*** Records provided Section Begins ***
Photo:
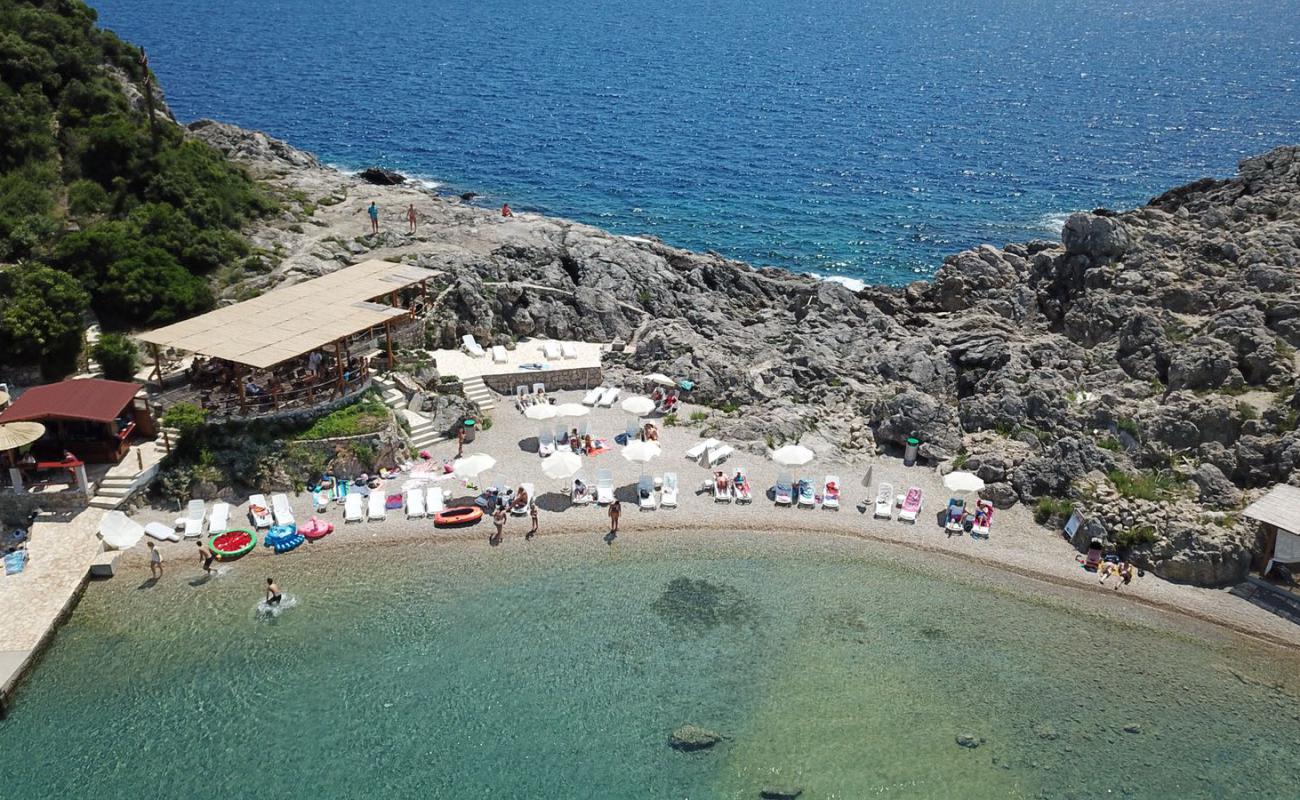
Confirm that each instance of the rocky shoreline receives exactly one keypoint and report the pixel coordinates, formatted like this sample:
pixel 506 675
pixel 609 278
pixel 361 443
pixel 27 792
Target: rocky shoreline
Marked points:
*** Records provided Section Ends ***
Start copying at the line that contains "Confirm that each" and stop after the last line of the records, keeping every line exactly.

Confirm that each instance of the rocky shoreline receives exactly one keypoint and report the pixel coordinates, formatted like this sample:
pixel 506 675
pixel 609 278
pixel 361 443
pixel 27 792
Target: rocky shoreline
Marked points:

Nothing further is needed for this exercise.